§ **WHAT IS REQUIRED**
Copy out word for word every line of the entries from the line containing "Trace the outline of every instance of the leafy" through the last line, including both of those lines.

○ ○ ○

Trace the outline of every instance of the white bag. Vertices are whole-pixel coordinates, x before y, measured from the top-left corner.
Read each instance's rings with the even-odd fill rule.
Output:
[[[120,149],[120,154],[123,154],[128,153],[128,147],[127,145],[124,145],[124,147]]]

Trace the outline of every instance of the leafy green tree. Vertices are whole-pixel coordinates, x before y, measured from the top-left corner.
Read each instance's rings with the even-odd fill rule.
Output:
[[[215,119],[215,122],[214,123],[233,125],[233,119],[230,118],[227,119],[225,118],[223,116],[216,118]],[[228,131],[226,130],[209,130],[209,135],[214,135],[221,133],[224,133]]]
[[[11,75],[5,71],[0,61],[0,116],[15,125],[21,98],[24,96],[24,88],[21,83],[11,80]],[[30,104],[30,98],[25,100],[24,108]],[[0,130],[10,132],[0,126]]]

○ ○ ○

§ **FINISHED ANSWER**
Trace the outline of every instance of the leafy green tree. Vertices are whole-pixel coordinates, x before y, measured from the top-left corner.
Read each instance's rings with the even-odd fill rule.
Output:
[[[215,119],[215,122],[214,123],[233,125],[233,119],[230,118],[227,119],[225,118],[223,116],[216,118]],[[228,131],[226,130],[209,130],[209,135],[214,135],[221,133],[224,133]]]
[[[11,75],[5,71],[0,61],[0,116],[15,125],[21,98],[24,96],[24,88],[21,83],[11,80]],[[30,104],[30,98],[25,100],[24,108]],[[0,130],[10,132],[0,126]]]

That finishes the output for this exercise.